● ACTIVITY
Find the line containing "Query: twig" in the entries below. Reproduce that line and each one after it to the end, exactly, with no other lines.

● EXCERPTED DATA

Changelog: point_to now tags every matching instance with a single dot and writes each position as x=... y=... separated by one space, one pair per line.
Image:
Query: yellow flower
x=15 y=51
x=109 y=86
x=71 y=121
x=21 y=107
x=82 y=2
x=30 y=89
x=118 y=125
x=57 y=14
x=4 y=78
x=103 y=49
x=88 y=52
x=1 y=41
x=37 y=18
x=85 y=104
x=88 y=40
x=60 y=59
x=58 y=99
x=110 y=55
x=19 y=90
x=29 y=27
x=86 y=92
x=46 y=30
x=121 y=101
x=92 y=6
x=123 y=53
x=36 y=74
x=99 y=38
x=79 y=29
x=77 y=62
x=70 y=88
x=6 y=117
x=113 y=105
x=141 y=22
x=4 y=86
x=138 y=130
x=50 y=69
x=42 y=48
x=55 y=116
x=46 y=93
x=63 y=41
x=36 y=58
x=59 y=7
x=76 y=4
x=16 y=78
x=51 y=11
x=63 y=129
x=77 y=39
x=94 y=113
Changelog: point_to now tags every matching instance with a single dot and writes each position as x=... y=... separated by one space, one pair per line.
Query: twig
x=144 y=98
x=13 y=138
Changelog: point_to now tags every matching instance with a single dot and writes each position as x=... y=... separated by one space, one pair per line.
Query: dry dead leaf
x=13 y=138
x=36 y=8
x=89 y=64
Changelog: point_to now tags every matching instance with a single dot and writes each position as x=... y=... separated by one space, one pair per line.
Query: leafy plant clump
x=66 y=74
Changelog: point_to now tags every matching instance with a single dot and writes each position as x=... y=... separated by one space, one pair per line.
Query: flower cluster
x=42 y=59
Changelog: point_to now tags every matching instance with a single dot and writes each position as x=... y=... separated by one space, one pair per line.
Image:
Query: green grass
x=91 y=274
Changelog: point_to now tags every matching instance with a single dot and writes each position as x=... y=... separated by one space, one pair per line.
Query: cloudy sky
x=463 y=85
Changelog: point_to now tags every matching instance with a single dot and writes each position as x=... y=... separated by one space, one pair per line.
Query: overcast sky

● SOLUTION FOR THIS TASK
Query: twig
x=144 y=98
x=13 y=138
Changelog: point_to now tags every matching instance with a single dot and writes each position as x=... y=... separated by one space, one pair per line.
Query: dry dead leaf
x=13 y=138
x=36 y=8
x=89 y=64
Changelog: point_to now tags every matching instance with a single dot and writes each position as x=... y=... separated by one space, one pair per line.
Query: leafy plant clump
x=66 y=74
Changelog: point_to now tags every matching instance with a single dot and writes each position as x=... y=... separated by one space, one pair per line.
Query: flower cluster
x=42 y=59
Changelog: point_to now tags every matching instance with a single dot and writes each position as x=... y=... separated by one space, one pair per line.
Image:
Query: green grass
x=91 y=274
Changelog: point_to now tags every matching instance with a single dot and writes each position as x=... y=... separated by one space, one pair per line.
Query: cloudy sky
x=463 y=85
Changelog: point_to now tags every matching instance with a single dot and writes each position as x=... y=... separated by one space, one pair per line.
Query: overcast sky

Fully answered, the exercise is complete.